_Requirements:_
Copy each of the following items verbatim, line by line.

_Entries taken from a collection:_
<<<<
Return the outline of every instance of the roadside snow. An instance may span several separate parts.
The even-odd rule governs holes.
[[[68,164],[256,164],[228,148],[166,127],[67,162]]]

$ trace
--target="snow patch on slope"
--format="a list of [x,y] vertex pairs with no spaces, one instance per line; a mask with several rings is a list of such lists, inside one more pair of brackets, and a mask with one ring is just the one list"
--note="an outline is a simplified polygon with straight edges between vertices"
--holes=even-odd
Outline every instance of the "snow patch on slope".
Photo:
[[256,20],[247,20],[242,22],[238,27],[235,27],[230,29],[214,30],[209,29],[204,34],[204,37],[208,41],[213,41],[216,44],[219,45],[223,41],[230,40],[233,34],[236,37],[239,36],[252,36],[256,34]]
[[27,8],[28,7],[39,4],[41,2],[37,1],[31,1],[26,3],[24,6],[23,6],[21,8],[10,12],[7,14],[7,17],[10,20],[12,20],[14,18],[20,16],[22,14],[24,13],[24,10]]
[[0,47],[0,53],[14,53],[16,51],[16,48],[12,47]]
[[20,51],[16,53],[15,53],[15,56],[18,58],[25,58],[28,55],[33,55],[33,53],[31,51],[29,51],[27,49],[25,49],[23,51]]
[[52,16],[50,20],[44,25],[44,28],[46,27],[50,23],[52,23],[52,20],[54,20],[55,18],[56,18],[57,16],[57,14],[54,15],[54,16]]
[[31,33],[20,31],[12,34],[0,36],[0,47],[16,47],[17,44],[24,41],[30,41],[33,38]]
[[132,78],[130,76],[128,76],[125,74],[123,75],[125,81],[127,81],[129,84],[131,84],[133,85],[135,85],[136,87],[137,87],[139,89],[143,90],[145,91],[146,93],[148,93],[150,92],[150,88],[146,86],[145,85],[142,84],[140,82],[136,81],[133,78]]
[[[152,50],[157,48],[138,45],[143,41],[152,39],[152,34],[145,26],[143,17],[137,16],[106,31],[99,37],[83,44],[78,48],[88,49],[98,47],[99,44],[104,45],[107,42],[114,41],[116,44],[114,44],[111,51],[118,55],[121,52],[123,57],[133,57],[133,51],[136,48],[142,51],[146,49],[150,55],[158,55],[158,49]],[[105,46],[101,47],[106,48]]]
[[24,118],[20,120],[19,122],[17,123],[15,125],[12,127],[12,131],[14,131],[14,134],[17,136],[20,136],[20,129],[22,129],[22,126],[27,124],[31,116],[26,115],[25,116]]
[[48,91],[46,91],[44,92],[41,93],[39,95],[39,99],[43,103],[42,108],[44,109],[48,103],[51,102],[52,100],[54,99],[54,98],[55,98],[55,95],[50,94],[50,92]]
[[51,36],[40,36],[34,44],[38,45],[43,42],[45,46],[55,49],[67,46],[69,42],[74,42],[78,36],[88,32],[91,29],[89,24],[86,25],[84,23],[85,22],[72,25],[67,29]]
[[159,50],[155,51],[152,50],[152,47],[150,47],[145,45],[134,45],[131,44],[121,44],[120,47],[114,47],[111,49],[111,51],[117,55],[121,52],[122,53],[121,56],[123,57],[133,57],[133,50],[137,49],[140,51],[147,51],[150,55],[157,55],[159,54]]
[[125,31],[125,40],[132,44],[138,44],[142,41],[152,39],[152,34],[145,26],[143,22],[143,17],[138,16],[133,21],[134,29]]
>>>>
_Solved exercise:_
Return the outline of every instance of the roadside snow. An instance may span several separate parts.
The even-odd rule governs holes.
[[[68,164],[256,164],[228,148],[166,127],[67,162]]]

$ trace
--target="snow patch on slope"
--format="a list of [x,y] vertex pairs with no spaces, one instance per line; a mask with several rings is a list of such lists, inside one more pair of brackets, and a mask with one ring is just the one list"
--note="an outline is a simplified polygon with straight edges between vertices"
--holes=even-odd
Outline every instance of the "snow patch on slope".
Photo:
[[256,20],[247,20],[242,22],[238,27],[235,27],[230,29],[214,30],[209,29],[204,34],[204,37],[208,41],[213,41],[216,44],[219,45],[223,41],[230,40],[233,34],[236,37],[239,36],[252,36],[256,34]]
[[27,8],[28,7],[39,4],[41,2],[37,1],[31,1],[26,3],[24,6],[23,6],[21,8],[10,12],[7,14],[7,17],[10,20],[12,20],[14,18],[20,16],[22,14],[24,13],[24,10]]
[[0,47],[0,53],[14,53],[16,51],[16,48],[12,47]]
[[20,51],[16,53],[15,53],[15,56],[18,58],[25,58],[28,55],[33,55],[33,53],[31,51],[29,51],[27,49],[25,49],[23,51]]
[[52,16],[50,20],[44,25],[44,28],[46,27],[50,23],[52,23],[52,20],[54,20],[55,18],[56,18],[57,16],[57,14],[54,15],[54,16]]
[[31,33],[20,31],[12,34],[0,36],[0,47],[16,47],[17,44],[24,41],[30,41],[33,38]]
[[132,78],[130,76],[128,76],[125,74],[123,75],[125,81],[127,81],[129,84],[131,84],[133,85],[135,85],[136,87],[137,87],[139,89],[143,90],[145,91],[146,93],[148,93],[150,92],[150,88],[146,86],[145,85],[142,84],[140,82],[136,81],[133,78]]
[[[152,50],[157,48],[138,45],[143,41],[152,39],[152,34],[145,26],[143,17],[137,16],[106,31],[99,37],[83,44],[78,48],[88,49],[98,47],[99,44],[104,45],[107,42],[114,41],[116,44],[114,44],[111,51],[118,55],[121,52],[123,57],[133,57],[133,51],[136,48],[142,51],[146,49],[150,55],[158,55],[158,49]],[[105,46],[101,47],[106,48]]]
[[24,118],[20,120],[19,122],[17,123],[15,125],[12,127],[12,131],[14,131],[14,134],[17,136],[20,136],[20,129],[22,129],[22,126],[27,124],[31,116],[26,115],[25,116]]
[[48,91],[46,91],[44,92],[41,93],[39,95],[39,99],[43,103],[42,108],[44,109],[48,103],[51,102],[52,100],[54,99],[54,98],[55,98],[55,95],[50,94],[50,92]]
[[51,36],[40,36],[34,44],[38,45],[43,42],[45,46],[55,49],[67,46],[69,42],[74,42],[78,36],[88,32],[91,29],[89,24],[86,25],[84,23],[85,22],[72,25],[67,29]]
[[159,50],[155,51],[152,50],[152,47],[150,47],[145,45],[134,45],[131,44],[121,44],[120,47],[114,47],[111,49],[111,51],[117,55],[121,52],[122,53],[121,56],[123,57],[133,57],[133,50],[137,49],[140,51],[147,51],[150,55],[157,55],[159,54]]
[[125,31],[125,40],[132,44],[138,44],[142,41],[152,39],[152,34],[145,26],[143,22],[143,17],[138,16],[133,21],[134,29]]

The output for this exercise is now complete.